# Textauszug
Beantwortung von Fragen
Zusammenfassung der 1. Frage
Um die erste Frage zu Ende zu führen, wie man ein kontemplatives Leben auch unter normalen Lebensumständen führen kann, seien noch einmal einige Elemente wiederholt, welche helfen können, in eine kontemplative Grundhaltung hinein zu wachsen:
- Die verschiedenen Aufgaben und Verpflichtungen in der Welt als Arbeit im Reich Gottes für den Herrn zu tun.
- Den angemessenen Weg der Heiligkeit innerhalb des gegebenen Lebensumfeldes zu gehen.
- Eifersüchtig über regelmäßige Zeiten des Gebetes wachen und für diese Zeiten Unnötiges, Nebensächliches, Unwichtiges zurücklassen, um beim Herrn zu sein.
- Gebetsweisen suchen, welche leicht zur Verinnerlichung führen: Meditationen des Wortes Gottes, Betrachtung der Allgegenwart Gottes, Gottes Gegenwart im Herzen wahrnehmen (Franz von Sales), stille (eucharistische) Anbetung, Herzensgebet, Rosenkranz, den inneren Raum des Herzens bilden und dort oft einkehren.
- In eine lebendige und intime Beziehung mit dem Heiligen Geist eintreten und hörend lernen seine Führungen wahrzunehmen. Ihn um seinen Beistand auf dem Weg der Nachfolge Christi bitten.
- Allgemein der Führung folgen, um mehr ein hörender und empfangender Mensch zu werden als von der eigenen Aktivität getrieben zu sein. Auf diesem Weg kann man lernen, auch die Arbeit in einer mehr gesammelten Weise zu verrichten und der „Spur des Tages“ zu folgen, die von Gott gelegt ist.
- Das Herzensgebet z.B. kann uns helfen, auch während des Tages und der täglichen Arbeit kurze Stoßgebete zu verrichten, welche uns daran gewöhnen, unser Herz leichter und öfter zu Gott zu erheben. Diese Gebete können sozusagen immer gesprochen werden. Sie brauchen eine Zeit der Einübung.

[Datensätze zur Punktplatzierung]
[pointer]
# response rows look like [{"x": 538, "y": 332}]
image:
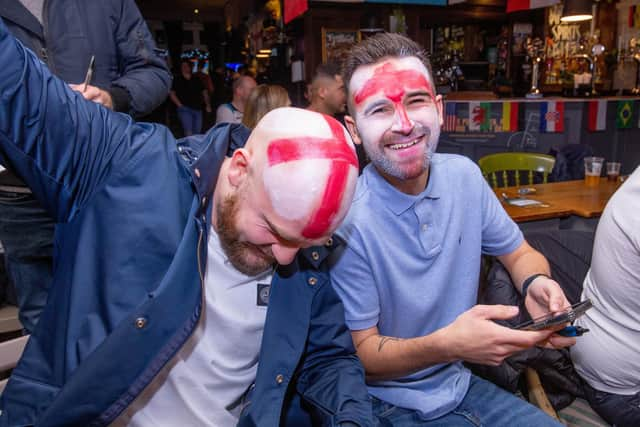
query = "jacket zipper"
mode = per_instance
[{"x": 43, "y": 51}]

# Aufgaben
A: Welche Gebetsweisen nennt der Textauszug über das kontemplative Leben als solche, die leicht zur Verinnerlichung führen?
B: Schreib den Textauszug über das kontemplative Leben im Anschluss an seinen letzten Satz weiter.
Für die Aufgaben braucht man die Zeilen nicht.

# Lösungen
A:
- Meditationen des Wortes Gottes
- Betrachtung der Allgegenwart Gottes
- Gottes Gegenwart im Herzen wahrnehmen (Franz von Sales)
- stille (eucharistische) Anbetung
- Herzensgebet
- Rosenkranz
- den inneren Raum des Herzens bilden und dort oft einkehren

B:
All diese Punkte können uns helfen, eine kontemplative d.h. empfangende und beschauliche Weise des Betens und Lebens bereits im Vorfeld der Kontemplation zu verwirklichen. Gott selber wird dann die Seele an sich ziehen und die Führung in ihrem Leben immer stärker übernehmen.
Frage 2: Wie kann ich mich selber verleugnen?
Wer mein Jünger sein will, der verleugne sich selbst, nehme sein Kreuz auf sich und folge mir nach. (Mk 8,34)
Mit dem Begriff „Selbstverleugnung“ ist gemeint, daß ich durch eigene Entscheidung und mit der Gnade Gottes all das ausräume, was dem Willen Gottes im Wege steht.
Das gehört wesentlich zum Weg der Nachfolge Christi, denn die Jüngerschaft des Herrn bedeutet ja, daß ich ihm in allem gleich werden möchte, um vollkommen wie der Vater im Himmel zu werden (vgl. Mt 5,48).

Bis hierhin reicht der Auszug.